■ **Stated exercise**
Print the records again, character for character.

Location identification entries

• • • • •

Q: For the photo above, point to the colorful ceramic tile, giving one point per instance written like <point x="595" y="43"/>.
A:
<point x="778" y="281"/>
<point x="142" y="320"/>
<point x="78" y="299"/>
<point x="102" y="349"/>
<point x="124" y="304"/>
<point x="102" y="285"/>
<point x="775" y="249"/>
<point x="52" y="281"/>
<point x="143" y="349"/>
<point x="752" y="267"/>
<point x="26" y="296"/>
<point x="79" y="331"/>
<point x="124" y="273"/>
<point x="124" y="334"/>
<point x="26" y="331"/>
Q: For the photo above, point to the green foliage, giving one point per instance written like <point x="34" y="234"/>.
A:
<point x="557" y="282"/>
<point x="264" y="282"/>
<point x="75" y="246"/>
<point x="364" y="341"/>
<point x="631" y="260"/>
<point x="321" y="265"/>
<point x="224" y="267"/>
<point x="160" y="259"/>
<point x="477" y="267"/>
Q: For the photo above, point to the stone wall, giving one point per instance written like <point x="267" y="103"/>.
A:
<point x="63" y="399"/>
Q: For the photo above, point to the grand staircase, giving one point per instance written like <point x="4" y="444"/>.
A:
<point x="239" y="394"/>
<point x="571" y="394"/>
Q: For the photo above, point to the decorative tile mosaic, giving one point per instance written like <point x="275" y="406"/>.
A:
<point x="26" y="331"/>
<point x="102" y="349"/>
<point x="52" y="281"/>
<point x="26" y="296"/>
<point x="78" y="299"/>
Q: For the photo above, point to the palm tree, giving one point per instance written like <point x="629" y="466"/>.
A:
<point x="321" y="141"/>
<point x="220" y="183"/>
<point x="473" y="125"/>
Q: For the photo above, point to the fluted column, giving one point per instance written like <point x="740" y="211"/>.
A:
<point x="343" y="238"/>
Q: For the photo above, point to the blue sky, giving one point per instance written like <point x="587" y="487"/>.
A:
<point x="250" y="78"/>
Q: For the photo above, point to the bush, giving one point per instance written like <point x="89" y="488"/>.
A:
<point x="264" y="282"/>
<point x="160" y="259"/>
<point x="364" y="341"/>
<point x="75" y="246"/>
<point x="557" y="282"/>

• • • • •

■ **Task result**
Q: For the photo above, point to the colorful ceramic tile, giving one point per instance written like <point x="595" y="43"/>.
A:
<point x="778" y="281"/>
<point x="142" y="320"/>
<point x="78" y="299"/>
<point x="102" y="349"/>
<point x="124" y="304"/>
<point x="102" y="285"/>
<point x="775" y="249"/>
<point x="52" y="281"/>
<point x="143" y="349"/>
<point x="752" y="267"/>
<point x="26" y="296"/>
<point x="79" y="331"/>
<point x="124" y="273"/>
<point x="124" y="334"/>
<point x="26" y="331"/>
Q: For the photo above, point to the green foliage, giving one point per instance written like <point x="34" y="234"/>.
A:
<point x="557" y="282"/>
<point x="264" y="282"/>
<point x="75" y="246"/>
<point x="364" y="341"/>
<point x="631" y="260"/>
<point x="321" y="265"/>
<point x="224" y="267"/>
<point x="160" y="259"/>
<point x="477" y="267"/>
Q: For the photo above, point to the stone wall, giving one point per instance written like <point x="267" y="103"/>.
A:
<point x="63" y="399"/>
Q: For the photo above, point to the grand staircase, giving one point per instance written like <point x="4" y="444"/>.
A:
<point x="239" y="394"/>
<point x="571" y="394"/>
Q: For the photo above, point to the decorative tile mosaic, giving one point per instance written like <point x="275" y="406"/>.
A:
<point x="26" y="331"/>
<point x="102" y="349"/>
<point x="52" y="281"/>
<point x="26" y="296"/>
<point x="78" y="299"/>
Q: For the photo above, point to the palm tree, giving one point per instance written like <point x="629" y="466"/>.
A:
<point x="321" y="141"/>
<point x="220" y="183"/>
<point x="473" y="125"/>
Q: For the photo above, point to the fluted column, giving one point per instance written like <point x="740" y="211"/>.
A:
<point x="343" y="238"/>
Q: For the photo above, point to the blue sky, giving one point per instance written like <point x="587" y="487"/>.
A:
<point x="250" y="78"/>
Q: For the photo above, point to the bush, giving one point per instance written like <point x="89" y="488"/>.
A:
<point x="264" y="282"/>
<point x="160" y="259"/>
<point x="364" y="341"/>
<point x="75" y="246"/>
<point x="557" y="282"/>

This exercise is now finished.